_What is asked:_
(1) From the note on the future of j-d-g, quote the stretch from "My priorities and" through "a helping hand?".
(2) Print the stretch of the rows from the line containing "Task: pick out the seated person." through the final line of the rows, including both ends.

_Document extract:_
My priorities and interests shifted over the last few years though and I'm no longer able to invest large amounts of my spare time into j-d-g. It might make sense to decide how to proceed from here, to not put any existing or possibly new users into a situation with false assumptions.

On the one hand I'm not sure if there's any will or need at any of the projects mentioned above or any companies relying on j-d-g to push it further. As I'm aware, some use j-d-g as a base and diverged from it, others use it as-it-is and it just works™ for them. On the other hand, it would be a shame if there actually is further interest in j-d-g and I'd be just shutting the project down.

So I'm asking for feedback from users as well as contributors, what's your point of view regarding j-d-g? Who is still interested in keeping j-d-g alive and might be even give a helping hand?

_Material for the task:_

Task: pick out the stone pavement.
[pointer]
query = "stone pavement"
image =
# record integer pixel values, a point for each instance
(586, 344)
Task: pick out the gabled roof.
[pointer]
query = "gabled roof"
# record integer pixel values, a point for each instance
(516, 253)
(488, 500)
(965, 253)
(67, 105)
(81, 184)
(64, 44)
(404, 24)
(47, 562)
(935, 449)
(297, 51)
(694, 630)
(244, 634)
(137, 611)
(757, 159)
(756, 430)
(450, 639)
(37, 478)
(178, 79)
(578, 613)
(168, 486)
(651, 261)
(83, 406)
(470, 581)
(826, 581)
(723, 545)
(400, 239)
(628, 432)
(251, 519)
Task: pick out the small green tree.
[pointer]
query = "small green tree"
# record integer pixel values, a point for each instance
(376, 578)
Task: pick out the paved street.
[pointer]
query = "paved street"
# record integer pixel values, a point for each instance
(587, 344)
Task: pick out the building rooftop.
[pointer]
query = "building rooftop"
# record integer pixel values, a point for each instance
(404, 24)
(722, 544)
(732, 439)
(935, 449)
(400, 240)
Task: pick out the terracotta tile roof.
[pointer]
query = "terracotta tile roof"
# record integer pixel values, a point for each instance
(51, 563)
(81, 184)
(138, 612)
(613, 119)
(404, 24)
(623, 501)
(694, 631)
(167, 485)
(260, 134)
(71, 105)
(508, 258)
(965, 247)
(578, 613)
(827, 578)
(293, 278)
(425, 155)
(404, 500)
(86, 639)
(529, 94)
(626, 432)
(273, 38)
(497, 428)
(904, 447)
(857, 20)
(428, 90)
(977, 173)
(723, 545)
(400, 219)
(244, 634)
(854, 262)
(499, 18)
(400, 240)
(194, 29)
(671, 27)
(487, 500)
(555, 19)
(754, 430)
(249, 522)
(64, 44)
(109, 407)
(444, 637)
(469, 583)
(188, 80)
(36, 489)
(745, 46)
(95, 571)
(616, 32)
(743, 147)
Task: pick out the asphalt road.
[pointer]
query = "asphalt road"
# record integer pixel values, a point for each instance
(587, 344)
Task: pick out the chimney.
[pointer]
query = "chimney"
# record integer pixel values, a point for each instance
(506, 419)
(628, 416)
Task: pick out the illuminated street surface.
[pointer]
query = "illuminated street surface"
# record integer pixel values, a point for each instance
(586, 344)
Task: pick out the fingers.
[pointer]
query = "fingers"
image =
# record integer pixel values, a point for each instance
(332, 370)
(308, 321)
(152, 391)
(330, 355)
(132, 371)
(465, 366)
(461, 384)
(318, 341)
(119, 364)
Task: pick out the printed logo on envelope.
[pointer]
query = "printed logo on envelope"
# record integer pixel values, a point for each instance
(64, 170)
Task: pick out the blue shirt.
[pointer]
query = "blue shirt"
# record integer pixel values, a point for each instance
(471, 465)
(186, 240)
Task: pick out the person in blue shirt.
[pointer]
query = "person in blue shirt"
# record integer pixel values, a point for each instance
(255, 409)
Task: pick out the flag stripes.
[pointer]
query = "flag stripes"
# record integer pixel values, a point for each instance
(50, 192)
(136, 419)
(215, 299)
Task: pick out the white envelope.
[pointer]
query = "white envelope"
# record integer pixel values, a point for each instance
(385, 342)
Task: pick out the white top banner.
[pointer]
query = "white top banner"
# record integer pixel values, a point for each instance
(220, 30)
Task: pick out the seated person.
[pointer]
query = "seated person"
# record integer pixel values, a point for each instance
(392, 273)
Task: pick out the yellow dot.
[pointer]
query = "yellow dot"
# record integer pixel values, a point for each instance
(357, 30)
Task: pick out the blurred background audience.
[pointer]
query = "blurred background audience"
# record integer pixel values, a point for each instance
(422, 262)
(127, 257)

_Answers per task:_
(1)
My priorities and interests shifted over the last few years though and I'm no longer able to invest large amounts of my spare time into j-d-g. It might make sense to decide how to proceed from here, to not put any existing or possibly new users into a situation with false assumptions.

On the one hand I'm not sure if there's any will or need at any of the projects mentioned above or any companies relying on j-d-g to push it further. As I'm aware, some use j-d-g as a base and diverged from it, others use it as-it-is and it just works™ for them. On the other hand, it would be a shame if there actually is further interest in j-d-g and I'd be just shutting the project down.

So I'm asking for feedback from users as well as contributors, what's your point of view regarding j-d-g? Who is still interested in keeping j-d-g alive and might be even give a helping hand?

(2)
Task: pick out the seated person.
[pointer]
query = "seated person"
# record integer pixel values, a point for each instance
(392, 273)
Task: pick out the yellow dot.
[pointer]
query = "yellow dot"
# record integer pixel values, a point for each instance
(357, 30)
Task: pick out the blurred background audience.
[pointer]
query = "blurred background audience"
# record integer pixel values, a point for each instance
(422, 262)
(127, 257)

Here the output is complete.